**PROBLEM**.
Filter the data below by copying out each line that contains the string "girl".

**RECORD LIST**.

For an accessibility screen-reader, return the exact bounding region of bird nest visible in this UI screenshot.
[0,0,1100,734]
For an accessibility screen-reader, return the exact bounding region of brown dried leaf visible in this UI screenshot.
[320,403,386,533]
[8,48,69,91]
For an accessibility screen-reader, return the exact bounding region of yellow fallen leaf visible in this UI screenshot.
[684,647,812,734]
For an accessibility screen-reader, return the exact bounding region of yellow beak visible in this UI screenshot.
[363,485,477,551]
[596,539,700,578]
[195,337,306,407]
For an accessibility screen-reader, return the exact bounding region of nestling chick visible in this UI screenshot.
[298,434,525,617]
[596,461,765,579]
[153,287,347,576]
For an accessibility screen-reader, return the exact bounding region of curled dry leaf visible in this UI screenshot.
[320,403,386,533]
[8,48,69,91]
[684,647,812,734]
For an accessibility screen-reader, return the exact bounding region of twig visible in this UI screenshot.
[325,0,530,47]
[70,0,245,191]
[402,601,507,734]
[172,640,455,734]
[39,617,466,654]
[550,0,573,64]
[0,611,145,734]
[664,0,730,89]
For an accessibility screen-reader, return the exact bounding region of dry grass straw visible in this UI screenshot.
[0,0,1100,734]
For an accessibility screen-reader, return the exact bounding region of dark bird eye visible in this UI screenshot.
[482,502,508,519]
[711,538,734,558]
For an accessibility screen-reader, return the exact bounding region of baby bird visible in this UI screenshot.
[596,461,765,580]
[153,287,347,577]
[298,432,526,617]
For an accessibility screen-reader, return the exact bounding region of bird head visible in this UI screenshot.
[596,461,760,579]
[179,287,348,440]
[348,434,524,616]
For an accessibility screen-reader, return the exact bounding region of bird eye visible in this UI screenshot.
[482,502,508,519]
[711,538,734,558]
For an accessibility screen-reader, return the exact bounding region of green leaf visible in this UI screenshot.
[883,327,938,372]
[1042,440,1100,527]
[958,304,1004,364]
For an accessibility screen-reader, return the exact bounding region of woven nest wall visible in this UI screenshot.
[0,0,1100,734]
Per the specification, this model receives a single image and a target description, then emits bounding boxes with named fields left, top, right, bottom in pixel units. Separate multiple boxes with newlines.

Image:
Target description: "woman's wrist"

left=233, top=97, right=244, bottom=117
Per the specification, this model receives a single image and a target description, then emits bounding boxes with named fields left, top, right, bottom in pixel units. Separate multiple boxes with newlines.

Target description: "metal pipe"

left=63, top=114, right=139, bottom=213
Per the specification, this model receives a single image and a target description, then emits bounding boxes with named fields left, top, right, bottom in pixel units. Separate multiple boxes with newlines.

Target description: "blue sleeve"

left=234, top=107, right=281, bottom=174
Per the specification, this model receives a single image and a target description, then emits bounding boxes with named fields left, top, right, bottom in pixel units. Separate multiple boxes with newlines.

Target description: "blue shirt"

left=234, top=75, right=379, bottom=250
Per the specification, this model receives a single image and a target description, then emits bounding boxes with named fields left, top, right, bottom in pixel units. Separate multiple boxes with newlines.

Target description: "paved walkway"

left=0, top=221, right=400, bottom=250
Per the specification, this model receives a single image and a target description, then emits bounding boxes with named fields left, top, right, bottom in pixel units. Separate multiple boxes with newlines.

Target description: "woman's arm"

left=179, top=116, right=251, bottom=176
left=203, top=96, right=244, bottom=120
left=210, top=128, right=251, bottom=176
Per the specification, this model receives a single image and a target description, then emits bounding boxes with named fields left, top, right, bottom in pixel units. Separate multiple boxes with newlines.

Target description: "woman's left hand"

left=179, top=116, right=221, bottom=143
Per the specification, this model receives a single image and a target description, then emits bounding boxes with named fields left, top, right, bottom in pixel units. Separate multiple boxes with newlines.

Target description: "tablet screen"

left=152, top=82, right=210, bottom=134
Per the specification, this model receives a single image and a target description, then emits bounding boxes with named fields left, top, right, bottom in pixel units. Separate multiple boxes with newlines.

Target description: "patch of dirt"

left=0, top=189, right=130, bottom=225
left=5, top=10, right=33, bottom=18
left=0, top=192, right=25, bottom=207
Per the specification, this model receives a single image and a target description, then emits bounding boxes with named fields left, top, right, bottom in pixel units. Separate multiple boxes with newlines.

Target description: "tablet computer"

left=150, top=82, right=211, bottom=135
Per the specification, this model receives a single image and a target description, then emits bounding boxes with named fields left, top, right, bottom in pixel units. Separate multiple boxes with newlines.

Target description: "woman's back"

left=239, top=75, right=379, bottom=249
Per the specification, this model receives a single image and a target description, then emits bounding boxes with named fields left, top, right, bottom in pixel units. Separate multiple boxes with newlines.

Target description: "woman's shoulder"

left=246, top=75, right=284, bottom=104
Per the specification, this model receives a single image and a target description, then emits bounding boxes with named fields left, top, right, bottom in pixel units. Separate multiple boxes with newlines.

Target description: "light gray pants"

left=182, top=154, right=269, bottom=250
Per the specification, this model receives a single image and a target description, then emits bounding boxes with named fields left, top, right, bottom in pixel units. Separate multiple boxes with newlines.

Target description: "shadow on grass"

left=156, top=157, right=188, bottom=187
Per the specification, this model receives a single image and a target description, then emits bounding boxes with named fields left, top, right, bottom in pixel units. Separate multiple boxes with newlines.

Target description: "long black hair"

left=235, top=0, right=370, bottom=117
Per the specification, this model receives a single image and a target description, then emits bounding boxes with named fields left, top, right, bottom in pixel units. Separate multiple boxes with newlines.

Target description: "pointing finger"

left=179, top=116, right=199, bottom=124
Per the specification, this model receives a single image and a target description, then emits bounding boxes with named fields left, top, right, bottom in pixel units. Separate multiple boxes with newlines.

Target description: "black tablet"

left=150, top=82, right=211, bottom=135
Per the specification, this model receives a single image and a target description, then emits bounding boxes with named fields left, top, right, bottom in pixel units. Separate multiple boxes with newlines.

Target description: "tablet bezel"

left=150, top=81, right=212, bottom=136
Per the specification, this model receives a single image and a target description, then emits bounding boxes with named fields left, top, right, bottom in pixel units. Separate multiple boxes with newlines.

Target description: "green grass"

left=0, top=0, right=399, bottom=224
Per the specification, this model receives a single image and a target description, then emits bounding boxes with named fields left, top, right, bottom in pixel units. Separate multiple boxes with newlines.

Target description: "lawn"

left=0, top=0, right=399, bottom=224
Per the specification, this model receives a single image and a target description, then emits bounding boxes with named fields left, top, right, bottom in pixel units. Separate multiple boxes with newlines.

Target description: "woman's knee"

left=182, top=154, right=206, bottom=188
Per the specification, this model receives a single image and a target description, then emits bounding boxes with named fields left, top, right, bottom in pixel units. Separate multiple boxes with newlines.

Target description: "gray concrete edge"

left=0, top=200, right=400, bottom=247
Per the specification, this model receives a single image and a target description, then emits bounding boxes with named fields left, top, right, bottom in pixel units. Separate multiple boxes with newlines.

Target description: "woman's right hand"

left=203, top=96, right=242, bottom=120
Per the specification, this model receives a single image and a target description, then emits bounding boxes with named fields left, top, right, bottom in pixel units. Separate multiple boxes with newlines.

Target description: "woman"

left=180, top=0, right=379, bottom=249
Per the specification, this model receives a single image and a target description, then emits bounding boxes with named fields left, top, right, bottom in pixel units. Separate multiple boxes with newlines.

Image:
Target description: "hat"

--

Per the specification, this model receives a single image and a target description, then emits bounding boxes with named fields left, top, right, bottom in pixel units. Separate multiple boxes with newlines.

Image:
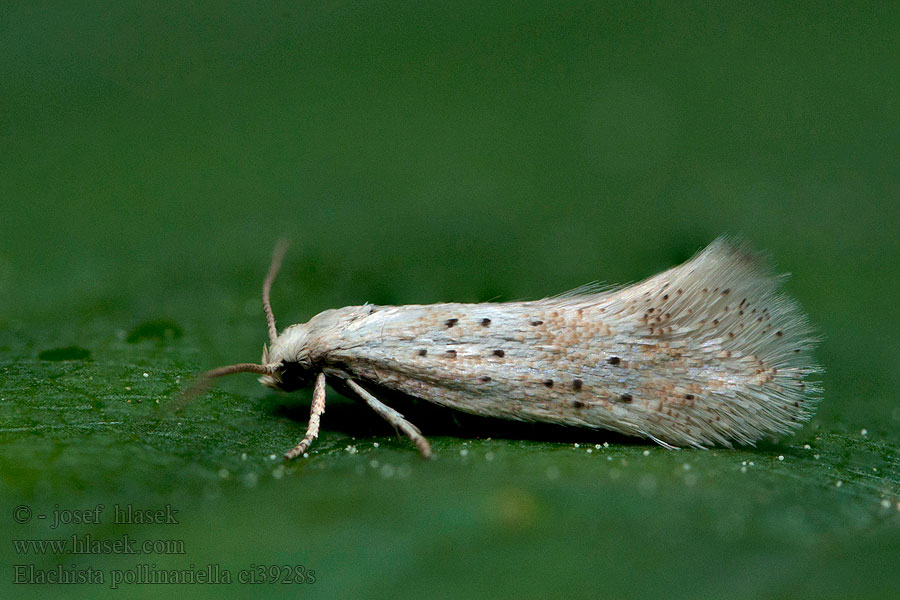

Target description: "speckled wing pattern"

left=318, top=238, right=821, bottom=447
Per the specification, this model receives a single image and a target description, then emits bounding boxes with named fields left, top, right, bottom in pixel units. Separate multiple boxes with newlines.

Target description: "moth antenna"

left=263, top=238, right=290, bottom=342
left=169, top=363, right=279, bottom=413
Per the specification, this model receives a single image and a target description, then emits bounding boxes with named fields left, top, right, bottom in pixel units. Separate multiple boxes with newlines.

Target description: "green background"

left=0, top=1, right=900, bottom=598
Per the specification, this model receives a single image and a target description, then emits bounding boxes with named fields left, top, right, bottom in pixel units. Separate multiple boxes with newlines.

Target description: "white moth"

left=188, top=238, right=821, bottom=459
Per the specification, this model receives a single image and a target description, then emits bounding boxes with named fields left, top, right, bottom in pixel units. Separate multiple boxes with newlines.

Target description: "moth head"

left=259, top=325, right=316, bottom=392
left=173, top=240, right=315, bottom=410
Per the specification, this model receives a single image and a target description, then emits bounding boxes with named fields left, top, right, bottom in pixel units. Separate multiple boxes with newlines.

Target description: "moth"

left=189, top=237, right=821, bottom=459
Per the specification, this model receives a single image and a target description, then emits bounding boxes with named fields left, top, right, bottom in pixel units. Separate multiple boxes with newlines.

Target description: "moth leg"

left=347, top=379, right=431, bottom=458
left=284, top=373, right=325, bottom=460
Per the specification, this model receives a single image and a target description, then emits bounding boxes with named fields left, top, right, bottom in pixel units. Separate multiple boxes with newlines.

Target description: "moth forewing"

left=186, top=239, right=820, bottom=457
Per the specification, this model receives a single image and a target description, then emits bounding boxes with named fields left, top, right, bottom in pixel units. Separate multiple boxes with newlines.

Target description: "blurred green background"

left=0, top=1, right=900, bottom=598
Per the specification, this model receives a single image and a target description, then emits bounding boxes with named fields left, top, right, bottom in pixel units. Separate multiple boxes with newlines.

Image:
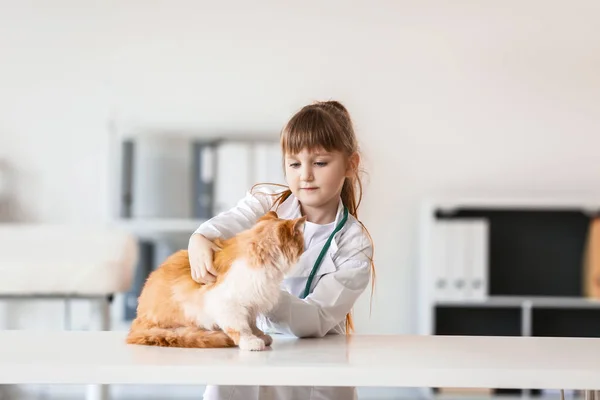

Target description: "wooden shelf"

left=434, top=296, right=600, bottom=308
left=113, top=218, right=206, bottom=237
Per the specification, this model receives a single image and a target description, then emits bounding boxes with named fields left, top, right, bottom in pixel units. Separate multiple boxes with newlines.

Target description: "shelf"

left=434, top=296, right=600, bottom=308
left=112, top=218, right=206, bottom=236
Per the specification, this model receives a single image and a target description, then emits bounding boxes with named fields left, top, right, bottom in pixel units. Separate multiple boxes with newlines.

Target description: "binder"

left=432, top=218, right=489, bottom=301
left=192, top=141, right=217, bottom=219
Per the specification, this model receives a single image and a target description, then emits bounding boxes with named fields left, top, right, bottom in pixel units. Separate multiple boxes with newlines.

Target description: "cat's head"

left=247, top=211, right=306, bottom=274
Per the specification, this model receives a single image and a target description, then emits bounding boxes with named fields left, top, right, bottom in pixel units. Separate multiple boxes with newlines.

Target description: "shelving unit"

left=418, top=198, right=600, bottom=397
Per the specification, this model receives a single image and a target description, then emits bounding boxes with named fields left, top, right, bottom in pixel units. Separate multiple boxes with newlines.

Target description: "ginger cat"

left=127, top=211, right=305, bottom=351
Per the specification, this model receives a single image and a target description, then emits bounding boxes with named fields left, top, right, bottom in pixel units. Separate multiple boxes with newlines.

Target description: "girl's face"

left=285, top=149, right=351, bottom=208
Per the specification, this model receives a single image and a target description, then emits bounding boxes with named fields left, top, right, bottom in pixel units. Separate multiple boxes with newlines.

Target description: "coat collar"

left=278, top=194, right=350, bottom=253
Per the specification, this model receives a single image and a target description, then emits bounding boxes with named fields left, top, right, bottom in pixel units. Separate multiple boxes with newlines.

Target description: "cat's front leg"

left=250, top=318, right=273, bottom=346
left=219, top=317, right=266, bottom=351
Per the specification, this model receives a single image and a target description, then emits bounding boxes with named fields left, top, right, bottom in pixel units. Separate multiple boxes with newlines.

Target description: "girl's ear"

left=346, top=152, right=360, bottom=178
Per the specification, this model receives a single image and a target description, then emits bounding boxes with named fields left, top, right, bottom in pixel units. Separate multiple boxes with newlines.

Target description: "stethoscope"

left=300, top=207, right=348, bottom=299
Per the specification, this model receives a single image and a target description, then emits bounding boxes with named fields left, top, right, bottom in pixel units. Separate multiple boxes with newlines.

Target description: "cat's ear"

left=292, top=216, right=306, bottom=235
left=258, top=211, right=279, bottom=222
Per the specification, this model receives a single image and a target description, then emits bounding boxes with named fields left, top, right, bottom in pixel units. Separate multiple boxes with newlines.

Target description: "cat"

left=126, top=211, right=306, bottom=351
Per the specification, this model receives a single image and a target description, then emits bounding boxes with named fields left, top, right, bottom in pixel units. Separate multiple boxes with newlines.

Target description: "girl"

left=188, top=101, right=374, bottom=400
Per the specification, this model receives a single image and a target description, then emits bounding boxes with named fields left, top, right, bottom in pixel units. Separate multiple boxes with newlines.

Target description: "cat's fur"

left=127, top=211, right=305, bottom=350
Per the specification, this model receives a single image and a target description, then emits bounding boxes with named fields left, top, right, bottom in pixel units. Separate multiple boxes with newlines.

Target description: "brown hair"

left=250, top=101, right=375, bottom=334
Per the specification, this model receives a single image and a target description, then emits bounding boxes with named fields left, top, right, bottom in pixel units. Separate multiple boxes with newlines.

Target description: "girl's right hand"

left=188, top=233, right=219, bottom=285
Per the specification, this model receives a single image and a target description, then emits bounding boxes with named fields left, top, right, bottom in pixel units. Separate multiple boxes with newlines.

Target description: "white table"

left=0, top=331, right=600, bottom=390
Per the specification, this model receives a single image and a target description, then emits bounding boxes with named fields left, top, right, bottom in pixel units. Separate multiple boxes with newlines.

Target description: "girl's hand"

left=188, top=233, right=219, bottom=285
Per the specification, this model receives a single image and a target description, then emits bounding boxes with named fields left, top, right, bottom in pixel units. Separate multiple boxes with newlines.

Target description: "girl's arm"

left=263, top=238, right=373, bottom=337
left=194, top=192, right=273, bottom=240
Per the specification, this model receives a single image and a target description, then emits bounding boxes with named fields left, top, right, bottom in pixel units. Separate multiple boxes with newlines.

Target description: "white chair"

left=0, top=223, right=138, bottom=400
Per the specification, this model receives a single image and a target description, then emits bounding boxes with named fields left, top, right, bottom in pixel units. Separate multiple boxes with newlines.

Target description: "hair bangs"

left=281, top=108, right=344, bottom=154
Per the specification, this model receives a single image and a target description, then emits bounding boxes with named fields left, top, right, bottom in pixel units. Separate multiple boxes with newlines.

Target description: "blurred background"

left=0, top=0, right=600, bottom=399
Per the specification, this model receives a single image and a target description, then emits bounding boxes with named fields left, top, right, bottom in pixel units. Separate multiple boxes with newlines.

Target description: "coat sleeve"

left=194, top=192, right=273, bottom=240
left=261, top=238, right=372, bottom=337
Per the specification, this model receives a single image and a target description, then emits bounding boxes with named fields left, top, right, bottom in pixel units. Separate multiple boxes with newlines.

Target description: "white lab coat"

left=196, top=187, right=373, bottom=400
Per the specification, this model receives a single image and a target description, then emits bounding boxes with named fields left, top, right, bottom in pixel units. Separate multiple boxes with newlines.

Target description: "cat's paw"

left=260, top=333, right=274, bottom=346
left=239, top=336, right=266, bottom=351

**CORRECT RESPONSE**.
Target description: "girl's face"
Target description: "girl's ear"
Target description: "girl"
Target description: "girl's right hand"
Target description: "girl's hand"
Target description: "girl's arm"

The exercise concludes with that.